• DATASET:
╔══
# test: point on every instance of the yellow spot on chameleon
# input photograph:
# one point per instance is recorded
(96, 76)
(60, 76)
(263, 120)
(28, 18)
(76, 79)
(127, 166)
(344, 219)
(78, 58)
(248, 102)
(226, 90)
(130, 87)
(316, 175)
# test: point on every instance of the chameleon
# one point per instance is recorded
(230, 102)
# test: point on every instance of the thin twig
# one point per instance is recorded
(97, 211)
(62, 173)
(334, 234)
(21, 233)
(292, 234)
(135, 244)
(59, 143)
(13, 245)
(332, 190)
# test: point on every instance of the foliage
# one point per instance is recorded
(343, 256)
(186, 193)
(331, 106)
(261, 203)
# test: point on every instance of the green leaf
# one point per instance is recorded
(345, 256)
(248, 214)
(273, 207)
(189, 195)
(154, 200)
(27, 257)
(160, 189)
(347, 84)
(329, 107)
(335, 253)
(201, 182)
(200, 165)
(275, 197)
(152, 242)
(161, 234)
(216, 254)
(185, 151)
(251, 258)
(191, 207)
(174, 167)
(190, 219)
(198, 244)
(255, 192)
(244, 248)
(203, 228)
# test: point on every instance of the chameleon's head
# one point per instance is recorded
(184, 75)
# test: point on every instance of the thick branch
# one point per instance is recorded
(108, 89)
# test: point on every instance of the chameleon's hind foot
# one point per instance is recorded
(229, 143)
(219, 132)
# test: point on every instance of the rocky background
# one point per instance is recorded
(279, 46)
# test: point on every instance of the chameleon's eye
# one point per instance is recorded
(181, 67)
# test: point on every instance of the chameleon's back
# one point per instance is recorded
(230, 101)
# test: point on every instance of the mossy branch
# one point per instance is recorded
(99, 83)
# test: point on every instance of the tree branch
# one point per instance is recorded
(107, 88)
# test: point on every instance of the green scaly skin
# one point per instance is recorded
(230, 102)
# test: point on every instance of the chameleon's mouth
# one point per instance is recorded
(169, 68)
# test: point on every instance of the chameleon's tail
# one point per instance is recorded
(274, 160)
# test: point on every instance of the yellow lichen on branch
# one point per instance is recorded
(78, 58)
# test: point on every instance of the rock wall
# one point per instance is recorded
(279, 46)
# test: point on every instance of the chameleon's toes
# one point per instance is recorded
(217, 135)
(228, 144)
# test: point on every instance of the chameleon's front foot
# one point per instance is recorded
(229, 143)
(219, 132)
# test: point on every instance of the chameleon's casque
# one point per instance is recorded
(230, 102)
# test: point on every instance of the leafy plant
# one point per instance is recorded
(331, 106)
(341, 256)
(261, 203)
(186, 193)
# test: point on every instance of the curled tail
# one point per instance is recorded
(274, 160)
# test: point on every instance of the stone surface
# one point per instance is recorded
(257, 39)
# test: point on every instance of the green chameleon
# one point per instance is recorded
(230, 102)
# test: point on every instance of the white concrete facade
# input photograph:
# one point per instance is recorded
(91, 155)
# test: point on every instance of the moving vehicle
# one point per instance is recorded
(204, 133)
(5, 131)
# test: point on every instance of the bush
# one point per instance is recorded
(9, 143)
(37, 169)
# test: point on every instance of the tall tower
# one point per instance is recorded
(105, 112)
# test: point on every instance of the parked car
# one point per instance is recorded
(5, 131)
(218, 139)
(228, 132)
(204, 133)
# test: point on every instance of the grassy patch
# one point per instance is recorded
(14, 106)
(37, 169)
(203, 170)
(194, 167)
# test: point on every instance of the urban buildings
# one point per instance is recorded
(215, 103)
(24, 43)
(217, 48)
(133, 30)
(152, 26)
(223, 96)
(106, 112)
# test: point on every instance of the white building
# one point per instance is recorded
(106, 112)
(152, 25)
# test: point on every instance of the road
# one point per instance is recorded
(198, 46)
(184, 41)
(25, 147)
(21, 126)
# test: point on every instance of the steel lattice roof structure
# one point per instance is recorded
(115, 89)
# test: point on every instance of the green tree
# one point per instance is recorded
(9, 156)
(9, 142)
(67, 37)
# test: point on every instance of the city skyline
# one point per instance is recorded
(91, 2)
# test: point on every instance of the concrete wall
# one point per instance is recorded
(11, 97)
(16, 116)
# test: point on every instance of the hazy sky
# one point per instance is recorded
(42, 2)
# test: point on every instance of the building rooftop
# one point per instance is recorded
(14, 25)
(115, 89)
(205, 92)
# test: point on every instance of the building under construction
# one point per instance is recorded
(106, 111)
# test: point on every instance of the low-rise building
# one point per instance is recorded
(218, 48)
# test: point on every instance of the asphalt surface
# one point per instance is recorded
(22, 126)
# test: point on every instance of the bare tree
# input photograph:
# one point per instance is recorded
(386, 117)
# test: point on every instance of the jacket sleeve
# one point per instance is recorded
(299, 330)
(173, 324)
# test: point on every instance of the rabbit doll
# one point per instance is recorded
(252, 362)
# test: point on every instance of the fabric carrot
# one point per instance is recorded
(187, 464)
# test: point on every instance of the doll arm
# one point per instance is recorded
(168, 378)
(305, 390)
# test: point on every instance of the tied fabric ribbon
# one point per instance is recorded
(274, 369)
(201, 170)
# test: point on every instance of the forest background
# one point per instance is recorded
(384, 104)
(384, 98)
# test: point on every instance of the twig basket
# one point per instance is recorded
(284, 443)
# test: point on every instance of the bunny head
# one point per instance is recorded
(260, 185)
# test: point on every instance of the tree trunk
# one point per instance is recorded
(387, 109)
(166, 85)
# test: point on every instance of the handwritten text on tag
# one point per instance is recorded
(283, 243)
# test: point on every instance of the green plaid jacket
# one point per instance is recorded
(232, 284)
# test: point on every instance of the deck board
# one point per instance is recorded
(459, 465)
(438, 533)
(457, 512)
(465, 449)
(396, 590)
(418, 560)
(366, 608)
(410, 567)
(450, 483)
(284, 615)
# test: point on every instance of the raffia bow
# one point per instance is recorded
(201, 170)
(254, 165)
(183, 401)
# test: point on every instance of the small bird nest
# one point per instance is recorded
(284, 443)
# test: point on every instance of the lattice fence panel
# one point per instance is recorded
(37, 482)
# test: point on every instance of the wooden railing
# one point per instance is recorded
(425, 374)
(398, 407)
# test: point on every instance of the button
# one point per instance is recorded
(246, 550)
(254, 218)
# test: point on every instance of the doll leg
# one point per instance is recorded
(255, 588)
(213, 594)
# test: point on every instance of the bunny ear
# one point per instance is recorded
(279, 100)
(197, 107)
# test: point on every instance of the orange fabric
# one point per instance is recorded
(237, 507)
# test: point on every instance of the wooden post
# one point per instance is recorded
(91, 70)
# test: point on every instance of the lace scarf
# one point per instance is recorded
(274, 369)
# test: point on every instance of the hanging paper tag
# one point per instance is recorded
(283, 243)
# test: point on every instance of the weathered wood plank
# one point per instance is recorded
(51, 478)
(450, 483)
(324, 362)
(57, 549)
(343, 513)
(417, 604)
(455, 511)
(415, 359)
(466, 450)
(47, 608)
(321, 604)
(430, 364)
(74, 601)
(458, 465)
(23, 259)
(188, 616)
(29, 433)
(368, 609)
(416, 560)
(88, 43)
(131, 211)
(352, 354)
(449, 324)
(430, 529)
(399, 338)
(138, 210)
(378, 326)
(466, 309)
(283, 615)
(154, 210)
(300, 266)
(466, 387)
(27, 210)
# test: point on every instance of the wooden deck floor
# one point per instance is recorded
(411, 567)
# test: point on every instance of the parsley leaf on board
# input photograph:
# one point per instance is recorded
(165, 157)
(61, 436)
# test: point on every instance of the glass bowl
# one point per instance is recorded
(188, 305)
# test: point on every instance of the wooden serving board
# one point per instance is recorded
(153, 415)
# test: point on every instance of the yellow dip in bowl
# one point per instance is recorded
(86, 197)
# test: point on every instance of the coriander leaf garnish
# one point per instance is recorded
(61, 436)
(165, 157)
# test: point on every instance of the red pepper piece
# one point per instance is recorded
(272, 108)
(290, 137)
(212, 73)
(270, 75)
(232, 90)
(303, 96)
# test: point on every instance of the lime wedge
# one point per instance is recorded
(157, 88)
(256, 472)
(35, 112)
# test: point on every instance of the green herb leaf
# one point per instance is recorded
╚══
• YOUR OBJECTIVE:
Lay out as a Markdown table, with columns headed "Row" and "Line", every line starting with the one that contains "# test: point on every instance of the green herb" and continuing through the end of the entries, omitting any blank lines.

• EXERCISE RESPONSE:
| Row | Line |
|---|---|
| 1 | # test: point on every instance of the green herb leaf |
| 2 | # one point per instance is recorded |